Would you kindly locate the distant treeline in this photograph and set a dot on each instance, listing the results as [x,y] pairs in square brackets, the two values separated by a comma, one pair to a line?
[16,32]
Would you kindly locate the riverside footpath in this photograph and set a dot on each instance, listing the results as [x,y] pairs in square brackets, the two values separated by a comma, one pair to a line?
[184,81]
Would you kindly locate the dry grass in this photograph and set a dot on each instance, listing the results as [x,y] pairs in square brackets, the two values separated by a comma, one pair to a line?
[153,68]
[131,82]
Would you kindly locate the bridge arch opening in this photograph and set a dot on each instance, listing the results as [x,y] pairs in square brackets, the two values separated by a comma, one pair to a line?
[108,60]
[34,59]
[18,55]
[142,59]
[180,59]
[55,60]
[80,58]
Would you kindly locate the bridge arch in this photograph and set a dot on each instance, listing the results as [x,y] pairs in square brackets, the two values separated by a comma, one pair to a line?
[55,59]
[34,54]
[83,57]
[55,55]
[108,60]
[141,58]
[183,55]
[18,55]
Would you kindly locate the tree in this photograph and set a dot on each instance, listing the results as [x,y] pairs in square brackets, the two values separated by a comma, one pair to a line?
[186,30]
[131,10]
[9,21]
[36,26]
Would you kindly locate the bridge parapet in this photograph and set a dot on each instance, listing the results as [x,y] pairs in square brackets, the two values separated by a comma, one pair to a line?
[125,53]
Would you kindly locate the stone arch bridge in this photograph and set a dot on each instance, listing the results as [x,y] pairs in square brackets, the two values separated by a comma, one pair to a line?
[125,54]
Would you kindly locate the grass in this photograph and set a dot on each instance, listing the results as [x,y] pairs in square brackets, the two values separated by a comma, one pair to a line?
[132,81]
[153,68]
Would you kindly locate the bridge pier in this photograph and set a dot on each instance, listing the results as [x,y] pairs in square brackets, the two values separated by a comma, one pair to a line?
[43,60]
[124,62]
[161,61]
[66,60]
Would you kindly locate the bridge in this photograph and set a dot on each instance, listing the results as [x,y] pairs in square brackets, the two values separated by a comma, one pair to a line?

• _PROMPT_:
Could you reproduce word for word every line of the entries, from the line containing "Would you kindly locate the bridge pier" through the end of the entries above, both ends included?

• _EXERCISE ANSWER_:
Would you kindly locate the bridge pier in this photograph and set a dot on each instance, listing the results as [x,y] pairs in square brackets, the two values separated by a comma, one pair to a line?
[43,60]
[124,62]
[161,61]
[66,60]
Would you kindly locate the bridge in this photograph and set a dot on each instance, listing the results as [x,y] pairs in square brackets, the two values separated by a comma, one pair to a line?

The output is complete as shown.